** start of Material provided **

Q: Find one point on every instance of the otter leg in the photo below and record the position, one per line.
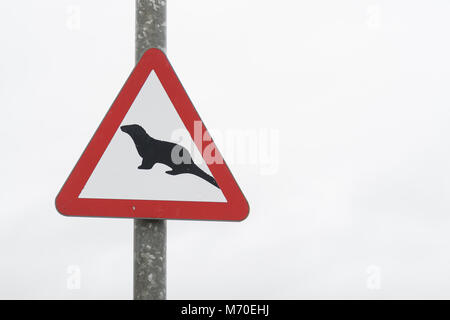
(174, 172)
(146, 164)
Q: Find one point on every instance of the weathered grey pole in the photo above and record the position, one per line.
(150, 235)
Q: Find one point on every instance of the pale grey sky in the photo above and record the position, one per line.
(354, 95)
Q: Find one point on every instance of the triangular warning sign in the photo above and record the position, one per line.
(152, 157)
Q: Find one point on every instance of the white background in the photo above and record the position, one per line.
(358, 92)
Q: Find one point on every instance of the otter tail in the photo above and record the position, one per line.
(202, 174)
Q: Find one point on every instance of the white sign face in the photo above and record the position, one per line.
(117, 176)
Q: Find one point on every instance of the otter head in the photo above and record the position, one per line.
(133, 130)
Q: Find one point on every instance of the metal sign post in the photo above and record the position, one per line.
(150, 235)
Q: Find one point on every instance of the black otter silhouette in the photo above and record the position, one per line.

** end of Material provided **

- Problem to solve
Please rewrite the lines from the one containing "Q: Find one point on every instance of the metal" through the end of the records, inclusive, replacing "metal sign post" with "steel sign post" and leaving everything else unchanged.

- Written response
Q: Find one point on every instance of the steel sign post in the photo above and record the position, one per line.
(150, 235)
Q: Find one point on every instance of the black otter silhouette in the photo above and record the position, one per line.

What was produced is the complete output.